§ **WRITTEN PROBLEM**
Could you copy out the data verbatim, starting at the line containing "Question: Can you locate the dark" and ending with the line containing "394,514,474,591", both included?

§ **MATERIAL PROVIDED**
---*---

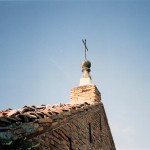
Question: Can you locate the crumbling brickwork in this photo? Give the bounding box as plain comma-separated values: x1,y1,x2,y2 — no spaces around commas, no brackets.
0,85,116,150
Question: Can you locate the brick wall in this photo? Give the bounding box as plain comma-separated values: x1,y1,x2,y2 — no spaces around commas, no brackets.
0,85,116,150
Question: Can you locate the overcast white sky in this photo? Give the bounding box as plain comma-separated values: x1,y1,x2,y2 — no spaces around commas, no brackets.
0,0,150,150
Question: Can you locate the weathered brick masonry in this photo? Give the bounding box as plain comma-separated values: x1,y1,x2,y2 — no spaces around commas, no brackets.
0,85,115,150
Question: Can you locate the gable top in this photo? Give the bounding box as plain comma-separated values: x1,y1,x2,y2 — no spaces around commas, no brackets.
0,102,97,128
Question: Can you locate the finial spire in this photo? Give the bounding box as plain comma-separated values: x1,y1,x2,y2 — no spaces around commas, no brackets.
82,39,88,60
80,39,92,86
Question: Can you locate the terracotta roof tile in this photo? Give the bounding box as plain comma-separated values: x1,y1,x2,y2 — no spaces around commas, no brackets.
0,102,99,128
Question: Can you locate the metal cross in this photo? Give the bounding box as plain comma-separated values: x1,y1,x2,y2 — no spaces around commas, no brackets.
82,39,88,59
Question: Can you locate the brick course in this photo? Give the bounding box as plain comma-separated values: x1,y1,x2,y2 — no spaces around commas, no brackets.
0,85,116,150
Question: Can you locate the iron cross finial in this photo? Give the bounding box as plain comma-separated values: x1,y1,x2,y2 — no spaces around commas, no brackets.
82,39,88,59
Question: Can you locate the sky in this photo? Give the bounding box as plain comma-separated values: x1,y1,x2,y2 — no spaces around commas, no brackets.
0,0,150,150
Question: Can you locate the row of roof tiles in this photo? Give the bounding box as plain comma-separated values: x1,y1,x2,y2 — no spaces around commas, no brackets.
0,102,96,128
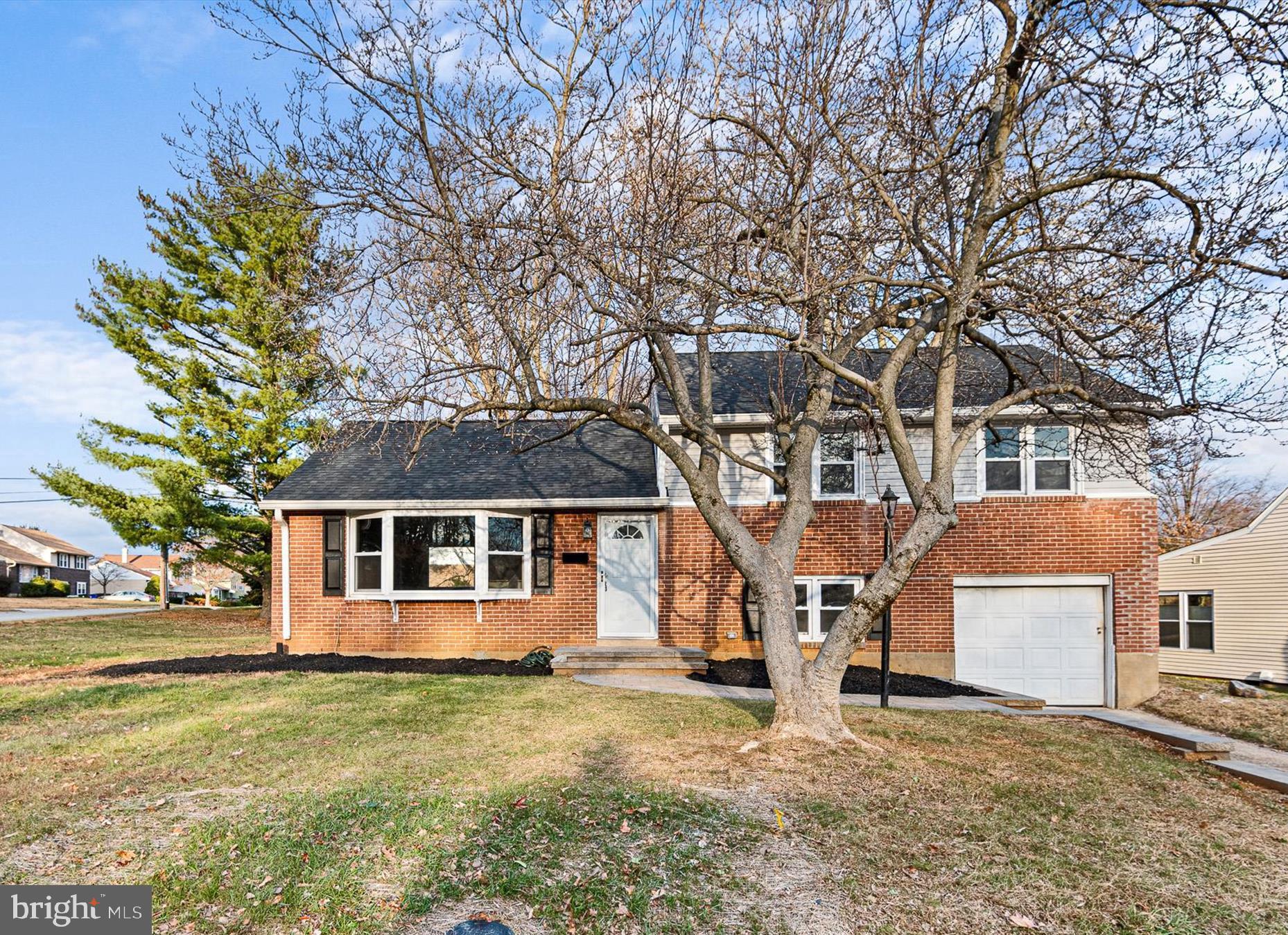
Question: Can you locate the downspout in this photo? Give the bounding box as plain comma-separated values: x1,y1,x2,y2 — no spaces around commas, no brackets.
273,510,291,641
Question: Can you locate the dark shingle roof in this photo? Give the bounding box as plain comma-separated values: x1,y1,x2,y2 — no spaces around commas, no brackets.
1,525,94,557
264,421,658,507
658,345,1147,414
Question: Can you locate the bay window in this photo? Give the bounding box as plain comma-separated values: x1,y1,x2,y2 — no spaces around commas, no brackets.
350,510,530,600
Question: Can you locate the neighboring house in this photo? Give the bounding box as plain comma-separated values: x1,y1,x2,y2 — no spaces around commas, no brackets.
0,525,94,596
89,557,152,595
0,540,49,595
264,349,1158,706
1158,489,1288,683
103,545,247,600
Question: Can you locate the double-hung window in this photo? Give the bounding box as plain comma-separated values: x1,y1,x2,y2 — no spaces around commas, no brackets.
818,431,859,497
353,516,385,591
772,431,863,498
982,425,1073,493
1158,591,1215,652
743,576,863,643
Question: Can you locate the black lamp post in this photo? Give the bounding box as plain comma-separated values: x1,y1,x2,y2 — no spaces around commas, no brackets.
881,484,899,708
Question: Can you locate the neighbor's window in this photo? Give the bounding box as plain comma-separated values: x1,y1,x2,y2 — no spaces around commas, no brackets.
818,431,859,497
487,516,523,591
353,516,385,591
984,425,1022,491
1033,425,1073,491
1158,591,1215,650
770,431,787,497
394,514,474,591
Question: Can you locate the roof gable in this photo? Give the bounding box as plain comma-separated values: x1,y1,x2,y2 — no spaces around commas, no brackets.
1158,487,1288,561
6,525,94,555
263,420,658,507
658,345,1147,414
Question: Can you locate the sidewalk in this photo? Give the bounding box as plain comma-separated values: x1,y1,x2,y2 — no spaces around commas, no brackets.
573,675,1288,794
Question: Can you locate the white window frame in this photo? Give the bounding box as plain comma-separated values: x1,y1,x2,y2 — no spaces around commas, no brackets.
765,428,867,504
975,422,1079,497
792,575,864,644
344,510,532,602
1158,590,1216,653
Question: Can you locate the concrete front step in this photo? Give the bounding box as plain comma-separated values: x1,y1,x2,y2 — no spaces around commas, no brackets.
550,644,707,675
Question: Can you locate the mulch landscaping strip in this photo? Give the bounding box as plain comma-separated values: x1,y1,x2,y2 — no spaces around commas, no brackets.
688,659,991,698
94,653,552,679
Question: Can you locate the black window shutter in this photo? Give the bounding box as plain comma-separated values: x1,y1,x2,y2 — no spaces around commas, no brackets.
322,516,344,595
532,513,555,594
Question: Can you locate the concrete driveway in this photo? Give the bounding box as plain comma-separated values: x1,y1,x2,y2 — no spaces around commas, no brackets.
0,602,159,623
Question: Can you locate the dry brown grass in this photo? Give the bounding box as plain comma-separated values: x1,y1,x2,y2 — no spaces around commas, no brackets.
0,618,1288,935
1144,675,1288,749
0,596,134,612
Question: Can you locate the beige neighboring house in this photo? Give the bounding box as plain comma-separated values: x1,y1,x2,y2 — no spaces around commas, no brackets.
1158,489,1288,683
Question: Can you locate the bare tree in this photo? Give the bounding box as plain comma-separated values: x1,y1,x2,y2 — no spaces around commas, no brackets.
89,560,126,594
1154,442,1271,552
195,0,1288,742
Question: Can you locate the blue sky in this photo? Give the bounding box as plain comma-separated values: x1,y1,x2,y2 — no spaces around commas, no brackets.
0,0,1288,561
0,1,295,551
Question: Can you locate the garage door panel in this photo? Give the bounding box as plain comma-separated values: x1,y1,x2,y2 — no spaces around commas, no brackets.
955,585,1105,704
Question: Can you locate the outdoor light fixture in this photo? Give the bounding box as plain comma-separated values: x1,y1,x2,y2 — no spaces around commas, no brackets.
881,484,899,708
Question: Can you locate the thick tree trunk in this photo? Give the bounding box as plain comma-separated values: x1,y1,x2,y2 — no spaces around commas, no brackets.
752,569,858,743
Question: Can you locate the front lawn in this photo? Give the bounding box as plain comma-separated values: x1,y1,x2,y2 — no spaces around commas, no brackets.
1145,675,1288,749
0,600,269,679
0,618,1288,935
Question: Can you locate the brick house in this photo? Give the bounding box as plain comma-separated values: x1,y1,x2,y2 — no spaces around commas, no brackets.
0,525,94,597
266,353,1158,706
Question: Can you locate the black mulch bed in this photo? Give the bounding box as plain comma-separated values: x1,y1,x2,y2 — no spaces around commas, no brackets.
95,653,551,679
689,659,992,698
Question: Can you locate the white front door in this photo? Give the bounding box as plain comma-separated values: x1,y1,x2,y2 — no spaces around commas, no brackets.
598,514,657,640
953,585,1105,704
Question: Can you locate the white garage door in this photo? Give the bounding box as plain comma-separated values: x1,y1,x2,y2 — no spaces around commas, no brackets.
953,586,1105,704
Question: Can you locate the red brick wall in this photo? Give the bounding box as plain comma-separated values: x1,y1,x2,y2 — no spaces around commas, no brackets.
273,497,1158,656
658,497,1158,656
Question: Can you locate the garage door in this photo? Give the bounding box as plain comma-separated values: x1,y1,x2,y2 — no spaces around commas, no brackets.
953,586,1105,704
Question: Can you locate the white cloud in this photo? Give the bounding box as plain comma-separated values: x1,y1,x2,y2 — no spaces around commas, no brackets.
0,318,153,428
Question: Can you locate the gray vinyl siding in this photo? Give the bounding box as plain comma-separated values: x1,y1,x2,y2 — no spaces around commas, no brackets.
1158,495,1288,681
662,429,769,504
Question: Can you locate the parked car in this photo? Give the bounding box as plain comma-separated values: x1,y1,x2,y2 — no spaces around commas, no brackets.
103,591,156,603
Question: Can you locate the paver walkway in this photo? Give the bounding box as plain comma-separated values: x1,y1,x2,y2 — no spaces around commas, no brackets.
575,675,1288,791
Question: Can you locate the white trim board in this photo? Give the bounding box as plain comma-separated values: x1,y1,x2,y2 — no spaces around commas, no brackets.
953,575,1113,587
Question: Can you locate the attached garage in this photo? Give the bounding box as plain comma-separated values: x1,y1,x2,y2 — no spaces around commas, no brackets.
953,576,1109,704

---*---

§ **TASK RESPONSE**
Question: Can you locate the dark shingle roof in this photo? Give the bounding box as plain comma-separated values: x1,y1,x2,y2 — no spaces around commas, no brackets.
1,525,94,557
264,421,658,507
658,345,1147,414
Question: Can you locate the bay window in this photo? Give the bounding box as plain comma-separated values: x1,y1,x2,y2 — no spaces around commas, no brackets.
350,510,530,600
Question: Can you locate the neighboring house in this photo? Give the bounding box as plain comma-separated values: x1,y1,x2,y2 — no spaces around commas, no brackets.
0,525,94,596
89,557,152,595
0,540,49,595
264,349,1158,706
1158,489,1288,683
103,545,247,600
Question: Can you locate the double-hung window in this photo? Give the bounding box as plain comma-separated values: x1,y1,x2,y2 — no spaces around commas, no brackets.
818,431,859,497
353,516,385,591
772,431,863,498
982,425,1073,493
1158,591,1215,652
743,576,863,643
Question: Can you locate the black lamp post in this photo? Give the bounding box as plain comma-separated values: x1,y1,x2,y2 — no spaces around commas, no brackets.
881,484,899,708
Question: Can you locate the neighbor's window in this photo? Give the bounding box as plain comma-separated values: x1,y1,x2,y2 — no spaces around commas, no brackets.
818,431,859,497
487,516,523,591
353,516,385,591
984,425,1022,491
1033,425,1073,491
1158,591,1215,650
770,431,787,497
394,514,474,591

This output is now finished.